Exercise goal: Output as a numbered list, with blank lines omitted, the lines of the material starting with the line containing "target: kayaker" and going on through the line containing "task: segment each instance of the kayaker", both included, and nothing else.

——

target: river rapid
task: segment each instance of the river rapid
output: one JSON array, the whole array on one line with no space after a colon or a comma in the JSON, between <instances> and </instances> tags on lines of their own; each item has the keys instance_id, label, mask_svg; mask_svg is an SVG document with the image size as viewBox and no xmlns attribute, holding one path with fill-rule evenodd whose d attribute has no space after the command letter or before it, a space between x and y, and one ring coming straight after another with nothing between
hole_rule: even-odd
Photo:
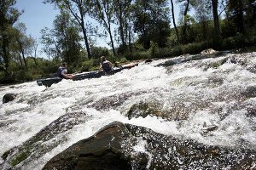
<instances>
[{"instance_id":1,"label":"river rapid","mask_svg":"<svg viewBox=\"0 0 256 170\"><path fill-rule=\"evenodd\" d=\"M42 169L114 121L204 144L256 150L256 52L191 57L142 62L112 76L62 80L49 88L37 82L1 87L0 99L17 96L0 105L0 155L31 142L34 149L14 169ZM140 116L137 109L128 116L139 104L157 114ZM9 168L2 158L0 164Z\"/></svg>"}]
</instances>

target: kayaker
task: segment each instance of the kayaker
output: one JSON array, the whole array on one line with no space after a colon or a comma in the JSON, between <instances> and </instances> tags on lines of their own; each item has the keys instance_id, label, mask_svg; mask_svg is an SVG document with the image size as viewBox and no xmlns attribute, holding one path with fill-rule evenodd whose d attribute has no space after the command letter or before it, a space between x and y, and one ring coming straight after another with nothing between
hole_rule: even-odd
<instances>
[{"instance_id":1,"label":"kayaker","mask_svg":"<svg viewBox=\"0 0 256 170\"><path fill-rule=\"evenodd\" d=\"M73 79L73 76L71 74L67 74L67 63L62 63L62 65L59 67L57 71L57 76L60 78L65 79Z\"/></svg>"},{"instance_id":2,"label":"kayaker","mask_svg":"<svg viewBox=\"0 0 256 170\"><path fill-rule=\"evenodd\" d=\"M105 56L101 57L101 66L99 71L102 69L105 72L108 72L113 70L113 65L110 61L107 60Z\"/></svg>"}]
</instances>

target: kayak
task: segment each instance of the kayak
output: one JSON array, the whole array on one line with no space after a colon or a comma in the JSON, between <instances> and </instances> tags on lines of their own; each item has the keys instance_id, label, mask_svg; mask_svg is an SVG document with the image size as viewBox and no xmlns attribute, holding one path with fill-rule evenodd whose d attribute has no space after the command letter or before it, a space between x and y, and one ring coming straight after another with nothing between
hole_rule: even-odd
<instances>
[{"instance_id":1,"label":"kayak","mask_svg":"<svg viewBox=\"0 0 256 170\"><path fill-rule=\"evenodd\" d=\"M113 68L113 70L111 70L108 72L92 71L89 71L89 72L75 74L75 75L73 75L73 78L72 80L78 81L78 80L84 80L84 79L90 79L90 78L99 78L102 76L113 75L117 72L121 71L124 69L132 68L137 65L138 65L137 63L137 64L128 64L128 65L121 65L119 67L114 67L114 68ZM46 87L50 87L52 84L58 83L61 80L62 80L62 78L55 76L55 77L51 77L51 78L38 79L38 80L37 80L37 82L39 86L44 85Z\"/></svg>"}]
</instances>

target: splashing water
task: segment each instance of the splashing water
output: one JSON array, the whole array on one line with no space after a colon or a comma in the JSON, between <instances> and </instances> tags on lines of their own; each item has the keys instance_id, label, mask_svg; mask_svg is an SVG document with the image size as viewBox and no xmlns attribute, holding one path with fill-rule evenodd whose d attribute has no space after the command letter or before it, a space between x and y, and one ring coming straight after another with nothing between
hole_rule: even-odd
<instances>
[{"instance_id":1,"label":"splashing water","mask_svg":"<svg viewBox=\"0 0 256 170\"><path fill-rule=\"evenodd\" d=\"M231 62L234 57L246 64ZM255 52L158 66L166 60L101 78L62 80L50 88L36 82L2 87L0 96L18 95L0 105L0 155L36 144L17 167L41 169L56 154L114 121L205 144L256 148ZM131 108L141 103L154 111L128 118Z\"/></svg>"}]
</instances>

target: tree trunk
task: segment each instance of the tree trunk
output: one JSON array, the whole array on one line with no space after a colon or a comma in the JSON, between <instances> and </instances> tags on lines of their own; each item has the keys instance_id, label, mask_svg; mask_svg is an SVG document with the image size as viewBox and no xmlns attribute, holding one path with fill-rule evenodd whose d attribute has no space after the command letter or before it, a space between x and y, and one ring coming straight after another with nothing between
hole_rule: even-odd
<instances>
[{"instance_id":1,"label":"tree trunk","mask_svg":"<svg viewBox=\"0 0 256 170\"><path fill-rule=\"evenodd\" d=\"M177 42L179 43L179 36L178 36L178 31L177 31L177 26L176 26L176 22L175 22L174 6L173 6L173 2L172 2L172 0L171 0L171 4L172 4L172 14L173 26L174 26L174 29L175 29L175 32L176 32Z\"/></svg>"},{"instance_id":2,"label":"tree trunk","mask_svg":"<svg viewBox=\"0 0 256 170\"><path fill-rule=\"evenodd\" d=\"M218 14L218 0L212 0L212 13L213 13L213 19L214 19L215 38L218 39L220 36L220 31L219 31Z\"/></svg>"},{"instance_id":3,"label":"tree trunk","mask_svg":"<svg viewBox=\"0 0 256 170\"><path fill-rule=\"evenodd\" d=\"M187 43L187 14L188 14L188 11L189 11L189 0L187 0L187 4L186 4L186 8L184 10L184 14L183 14L183 17L184 17L184 26L183 27L183 43Z\"/></svg>"},{"instance_id":4,"label":"tree trunk","mask_svg":"<svg viewBox=\"0 0 256 170\"><path fill-rule=\"evenodd\" d=\"M111 33L110 21L109 20L108 20L108 27L109 37L110 37L111 47L112 47L113 56L116 56L115 49L114 49L114 46L113 46L113 36L112 36L112 33Z\"/></svg>"},{"instance_id":5,"label":"tree trunk","mask_svg":"<svg viewBox=\"0 0 256 170\"><path fill-rule=\"evenodd\" d=\"M33 59L34 59L34 62L35 62L36 66L38 65L37 60L36 60L37 59L38 46L38 43L34 46L35 54L34 54Z\"/></svg>"},{"instance_id":6,"label":"tree trunk","mask_svg":"<svg viewBox=\"0 0 256 170\"><path fill-rule=\"evenodd\" d=\"M88 41L88 37L87 37L86 29L85 29L85 26L84 26L84 14L83 14L83 11L82 11L81 7L79 7L79 12L80 12L80 16L81 16L80 26L82 26L82 31L83 31L84 39L84 42L85 42L88 59L90 59L91 58L91 54L90 54L90 50L89 41Z\"/></svg>"},{"instance_id":7,"label":"tree trunk","mask_svg":"<svg viewBox=\"0 0 256 170\"><path fill-rule=\"evenodd\" d=\"M237 26L241 33L245 32L245 28L243 26L243 3L241 0L237 1Z\"/></svg>"},{"instance_id":8,"label":"tree trunk","mask_svg":"<svg viewBox=\"0 0 256 170\"><path fill-rule=\"evenodd\" d=\"M26 64L26 58L25 58L24 50L21 48L20 51L21 51L21 54L22 54L22 58L23 58L23 61L24 61L24 64L25 64L26 70L27 70L27 64Z\"/></svg>"}]
</instances>

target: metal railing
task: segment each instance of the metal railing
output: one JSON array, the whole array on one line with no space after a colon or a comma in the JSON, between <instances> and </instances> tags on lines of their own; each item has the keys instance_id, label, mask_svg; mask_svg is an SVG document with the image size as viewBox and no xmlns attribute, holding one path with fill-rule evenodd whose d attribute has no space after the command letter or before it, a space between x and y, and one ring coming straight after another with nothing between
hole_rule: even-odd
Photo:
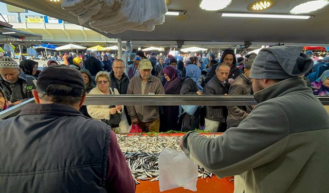
<instances>
[{"instance_id":1,"label":"metal railing","mask_svg":"<svg viewBox=\"0 0 329 193\"><path fill-rule=\"evenodd\" d=\"M324 106L329 105L329 96L317 96ZM0 112L0 119L20 111L33 98ZM212 106L251 106L257 104L252 95L88 95L85 105L144 105Z\"/></svg>"}]
</instances>

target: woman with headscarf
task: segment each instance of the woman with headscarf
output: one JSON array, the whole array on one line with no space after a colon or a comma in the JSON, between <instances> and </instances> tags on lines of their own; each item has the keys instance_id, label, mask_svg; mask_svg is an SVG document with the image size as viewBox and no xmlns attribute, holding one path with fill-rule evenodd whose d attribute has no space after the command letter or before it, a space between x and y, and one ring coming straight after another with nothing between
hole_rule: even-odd
<instances>
[{"instance_id":1,"label":"woman with headscarf","mask_svg":"<svg viewBox=\"0 0 329 193\"><path fill-rule=\"evenodd\" d=\"M10 102L6 97L5 92L0 87L0 111L4 111L9 108L9 104Z\"/></svg>"},{"instance_id":2,"label":"woman with headscarf","mask_svg":"<svg viewBox=\"0 0 329 193\"><path fill-rule=\"evenodd\" d=\"M177 70L173 66L166 66L163 70L164 78L164 94L179 95L182 79L178 76ZM180 131L181 125L178 122L179 106L162 106L163 114L160 116L160 131L169 130Z\"/></svg>"},{"instance_id":3,"label":"woman with headscarf","mask_svg":"<svg viewBox=\"0 0 329 193\"><path fill-rule=\"evenodd\" d=\"M79 57L75 57L73 59L72 61L73 63L69 65L69 66L76 68L78 71L81 69L83 66L83 61L82 59Z\"/></svg>"},{"instance_id":4,"label":"woman with headscarf","mask_svg":"<svg viewBox=\"0 0 329 193\"><path fill-rule=\"evenodd\" d=\"M315 81L310 83L315 95L329 95L329 70L325 71Z\"/></svg>"},{"instance_id":5,"label":"woman with headscarf","mask_svg":"<svg viewBox=\"0 0 329 193\"><path fill-rule=\"evenodd\" d=\"M103 56L103 63L104 63L103 68L104 71L110 73L112 71L112 62L108 59L107 56L106 54Z\"/></svg>"},{"instance_id":6,"label":"woman with headscarf","mask_svg":"<svg viewBox=\"0 0 329 193\"><path fill-rule=\"evenodd\" d=\"M49 60L47 62L47 66L54 66L56 65L59 65L59 64L58 62L55 60Z\"/></svg>"},{"instance_id":7,"label":"woman with headscarf","mask_svg":"<svg viewBox=\"0 0 329 193\"><path fill-rule=\"evenodd\" d=\"M186 77L180 89L181 95L202 95L203 88L198 80L201 76L201 69L196 65L186 66ZM192 107L192 106L190 106ZM199 129L200 108L198 107L193 115L185 112L182 116L182 131L188 131Z\"/></svg>"},{"instance_id":8,"label":"woman with headscarf","mask_svg":"<svg viewBox=\"0 0 329 193\"><path fill-rule=\"evenodd\" d=\"M67 61L67 58L68 58L67 53L64 54L64 56L63 56L63 59L64 59L64 64L68 65L68 61Z\"/></svg>"},{"instance_id":9,"label":"woman with headscarf","mask_svg":"<svg viewBox=\"0 0 329 193\"><path fill-rule=\"evenodd\" d=\"M33 76L37 78L41 72L38 70L38 62L30 59L25 59L20 62L20 67L25 74Z\"/></svg>"},{"instance_id":10,"label":"woman with headscarf","mask_svg":"<svg viewBox=\"0 0 329 193\"><path fill-rule=\"evenodd\" d=\"M139 75L139 72L136 73L136 71L138 71L138 64L139 64L139 62L141 60L141 59L139 57L136 57L134 59L134 63L130 64L128 70L128 76L130 79L132 79L133 77L136 76L136 73Z\"/></svg>"},{"instance_id":11,"label":"woman with headscarf","mask_svg":"<svg viewBox=\"0 0 329 193\"><path fill-rule=\"evenodd\" d=\"M158 77L161 82L163 82L164 77L163 76L163 68L167 65L164 64L164 60L166 58L164 56L161 56L159 58L158 62L154 66L154 69L156 73L156 76Z\"/></svg>"}]
</instances>

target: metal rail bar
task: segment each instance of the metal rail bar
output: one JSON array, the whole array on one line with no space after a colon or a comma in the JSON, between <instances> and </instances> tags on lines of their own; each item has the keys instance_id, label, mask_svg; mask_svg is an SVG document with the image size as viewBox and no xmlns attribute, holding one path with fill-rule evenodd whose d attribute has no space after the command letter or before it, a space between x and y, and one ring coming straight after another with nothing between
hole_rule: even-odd
<instances>
[{"instance_id":1,"label":"metal rail bar","mask_svg":"<svg viewBox=\"0 0 329 193\"><path fill-rule=\"evenodd\" d=\"M329 106L329 96L317 97L322 104ZM34 102L30 99L0 112L0 119L21 110L26 104ZM252 95L88 95L85 105L145 106L251 106L257 104Z\"/></svg>"}]
</instances>

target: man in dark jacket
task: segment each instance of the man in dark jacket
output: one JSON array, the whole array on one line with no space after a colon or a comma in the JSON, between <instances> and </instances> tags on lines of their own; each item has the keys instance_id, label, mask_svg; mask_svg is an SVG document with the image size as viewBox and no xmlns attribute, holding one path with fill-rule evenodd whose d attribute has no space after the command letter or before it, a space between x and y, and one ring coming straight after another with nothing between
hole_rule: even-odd
<instances>
[{"instance_id":1,"label":"man in dark jacket","mask_svg":"<svg viewBox=\"0 0 329 193\"><path fill-rule=\"evenodd\" d=\"M227 94L229 85L226 80L230 72L230 66L226 62L217 65L214 76L204 89L204 95L225 95ZM205 119L205 130L216 132L222 123L225 122L226 108L223 106L207 106Z\"/></svg>"},{"instance_id":2,"label":"man in dark jacket","mask_svg":"<svg viewBox=\"0 0 329 193\"><path fill-rule=\"evenodd\" d=\"M36 85L36 104L0 122L0 192L135 192L114 132L78 111L80 73L47 67Z\"/></svg>"},{"instance_id":3,"label":"man in dark jacket","mask_svg":"<svg viewBox=\"0 0 329 193\"><path fill-rule=\"evenodd\" d=\"M228 82L230 84L232 84L234 80L240 74L240 70L235 66L236 59L235 58L234 51L232 49L227 49L224 50L223 55L222 55L220 62L212 65L211 68L208 70L206 76L206 84L214 77L217 66L222 62L226 62L230 65L230 72L228 78Z\"/></svg>"},{"instance_id":4,"label":"man in dark jacket","mask_svg":"<svg viewBox=\"0 0 329 193\"><path fill-rule=\"evenodd\" d=\"M109 73L109 78L111 79L111 87L117 89L119 94L125 95L127 94L128 85L130 80L129 77L124 74L124 62L121 59L116 59L113 62L112 68L113 71ZM130 125L132 121L128 113L126 106L123 108L125 116L127 117L128 124Z\"/></svg>"},{"instance_id":5,"label":"man in dark jacket","mask_svg":"<svg viewBox=\"0 0 329 193\"><path fill-rule=\"evenodd\" d=\"M85 68L89 71L92 75L92 81L96 84L95 77L96 74L103 70L102 64L96 57L96 52L94 51L90 51L90 56L86 60L86 63L84 65Z\"/></svg>"},{"instance_id":6,"label":"man in dark jacket","mask_svg":"<svg viewBox=\"0 0 329 193\"><path fill-rule=\"evenodd\" d=\"M84 84L86 86L86 93L88 94L90 92L92 89L95 88L96 86L92 82L92 75L90 75L90 73L89 71L87 69L81 69L79 72L81 73L82 78L83 78L83 81L84 81ZM79 110L79 111L81 112L83 115L92 118L89 113L88 113L86 106L83 105L81 106Z\"/></svg>"},{"instance_id":7,"label":"man in dark jacket","mask_svg":"<svg viewBox=\"0 0 329 193\"><path fill-rule=\"evenodd\" d=\"M247 62L245 64L244 73L240 75L231 84L228 94L250 95L252 94L251 84L249 78L250 68L256 57L255 55L250 56ZM227 128L232 127L237 127L242 120L247 118L252 107L250 106L228 106L226 107L228 111L228 115L226 119Z\"/></svg>"},{"instance_id":8,"label":"man in dark jacket","mask_svg":"<svg viewBox=\"0 0 329 193\"><path fill-rule=\"evenodd\" d=\"M35 88L33 80L36 78L24 74L14 60L8 57L0 59L0 87L12 105L33 97L32 90Z\"/></svg>"}]
</instances>

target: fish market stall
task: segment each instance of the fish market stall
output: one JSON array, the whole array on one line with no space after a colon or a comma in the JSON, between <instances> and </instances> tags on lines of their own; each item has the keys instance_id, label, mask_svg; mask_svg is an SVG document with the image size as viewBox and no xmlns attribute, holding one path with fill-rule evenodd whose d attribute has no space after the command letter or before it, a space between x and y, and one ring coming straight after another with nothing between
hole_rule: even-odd
<instances>
[{"instance_id":1,"label":"fish market stall","mask_svg":"<svg viewBox=\"0 0 329 193\"><path fill-rule=\"evenodd\" d=\"M201 133L215 137L221 133ZM136 192L159 192L158 156L163 148L180 150L179 139L184 133L126 134L117 135L118 143L126 157L137 184ZM200 192L233 192L233 177L217 178L198 166L196 187ZM163 192L188 192L183 188Z\"/></svg>"}]
</instances>

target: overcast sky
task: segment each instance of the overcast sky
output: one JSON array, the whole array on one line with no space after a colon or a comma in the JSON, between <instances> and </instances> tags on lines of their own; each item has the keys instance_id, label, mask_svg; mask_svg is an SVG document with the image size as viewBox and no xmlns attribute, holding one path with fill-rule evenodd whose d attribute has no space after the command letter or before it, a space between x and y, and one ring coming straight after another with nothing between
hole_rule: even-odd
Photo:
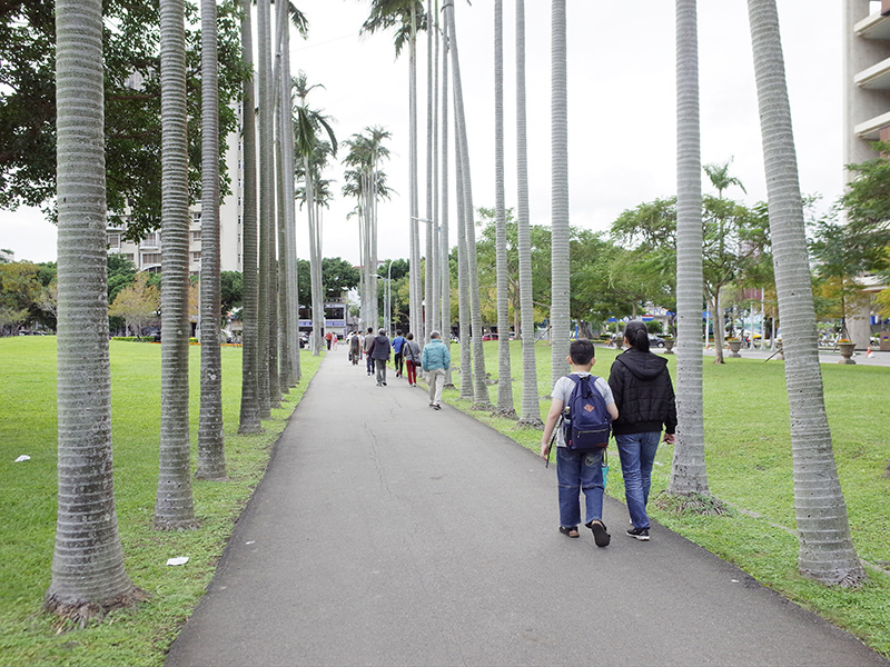
<instances>
[{"instance_id":1,"label":"overcast sky","mask_svg":"<svg viewBox=\"0 0 890 667\"><path fill-rule=\"evenodd\" d=\"M384 170L396 191L379 207L379 258L407 257L408 60L396 60L390 34L358 37L367 2L299 0L309 39L293 42L293 68L325 86L309 102L336 119L337 138L369 126L392 132ZM473 199L494 207L493 2L456 0L457 46L469 135ZM527 118L532 222L548 225L550 2L526 0ZM765 198L745 0L699 3L702 161L732 159L749 203ZM833 201L843 185L841 6L838 0L779 0L801 189ZM568 0L568 142L571 223L605 230L623 210L675 192L674 2ZM504 2L507 207L515 206L514 2ZM425 217L426 39L418 51L421 217ZM451 137L454 132L451 131ZM340 195L325 216L324 253L358 262L354 202ZM454 185L454 170L451 170ZM704 191L711 191L706 177ZM453 198L453 195L452 195ZM454 200L449 207L456 210ZM298 225L305 228L305 217ZM452 218L452 229L455 229ZM456 243L454 232L451 245ZM422 246L423 247L423 246ZM56 259L55 228L37 211L0 211L0 248L17 259ZM298 253L308 241L298 236Z\"/></svg>"}]
</instances>

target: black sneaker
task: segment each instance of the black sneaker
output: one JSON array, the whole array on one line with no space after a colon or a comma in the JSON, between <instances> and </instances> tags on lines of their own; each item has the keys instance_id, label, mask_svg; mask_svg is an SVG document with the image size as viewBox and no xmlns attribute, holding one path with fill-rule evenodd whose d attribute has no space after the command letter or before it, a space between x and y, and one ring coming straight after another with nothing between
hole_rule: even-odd
<instances>
[{"instance_id":1,"label":"black sneaker","mask_svg":"<svg viewBox=\"0 0 890 667\"><path fill-rule=\"evenodd\" d=\"M649 540L649 528L627 528L627 537L640 539L643 541Z\"/></svg>"},{"instance_id":2,"label":"black sneaker","mask_svg":"<svg viewBox=\"0 0 890 667\"><path fill-rule=\"evenodd\" d=\"M600 519L594 519L593 521L584 525L593 531L593 541L597 547L607 547L609 542L612 541L612 537L605 529L605 524L603 524Z\"/></svg>"}]
</instances>

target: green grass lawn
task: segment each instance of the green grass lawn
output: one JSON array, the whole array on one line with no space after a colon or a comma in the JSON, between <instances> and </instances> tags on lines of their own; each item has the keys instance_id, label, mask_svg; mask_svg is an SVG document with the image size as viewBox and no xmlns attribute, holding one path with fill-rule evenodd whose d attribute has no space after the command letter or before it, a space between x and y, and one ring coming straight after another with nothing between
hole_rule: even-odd
<instances>
[{"instance_id":1,"label":"green grass lawn","mask_svg":"<svg viewBox=\"0 0 890 667\"><path fill-rule=\"evenodd\" d=\"M190 348L192 464L197 461L200 348ZM127 571L150 599L105 623L57 634L41 614L56 531L56 338L0 339L0 664L161 665L214 575L235 522L266 469L271 446L318 370L303 380L264 432L238 436L241 349L222 348L222 408L229 480L194 480L200 528L151 528L160 438L160 346L111 342L115 495ZM16 464L20 455L31 460ZM168 567L174 556L188 556Z\"/></svg>"},{"instance_id":2,"label":"green grass lawn","mask_svg":"<svg viewBox=\"0 0 890 667\"><path fill-rule=\"evenodd\" d=\"M550 394L551 348L536 347L538 396ZM497 342L485 344L486 367L497 377ZM597 347L595 375L609 377L617 350ZM459 349L452 347L459 362ZM675 375L676 358L670 359ZM521 342L511 344L514 404L522 399ZM882 477L890 432L890 368L823 365L825 408L834 458L847 500L850 528L859 557L880 566L869 569L869 581L857 590L824 587L798 574L794 529L794 489L784 364L754 359L726 359L704 368L705 460L712 494L734 508L729 515L676 515L650 502L650 514L662 525L734 563L759 581L782 593L856 634L869 646L890 656L890 479ZM566 365L566 371L568 367ZM459 376L454 376L455 385ZM492 402L497 387L491 386ZM481 421L540 450L541 431L517 429L515 421L472 410L458 391L445 400ZM542 418L548 401L541 401ZM623 500L623 480L614 444L610 447L607 492ZM652 498L668 488L672 449L659 449L652 477ZM543 465L543 462L542 462ZM555 492L555 491L554 491ZM554 512L556 502L554 500ZM613 534L621 532L616 528Z\"/></svg>"}]
</instances>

——

Answer to this exercise:
1. target: kayaker
2. task: segment each instance of the kayaker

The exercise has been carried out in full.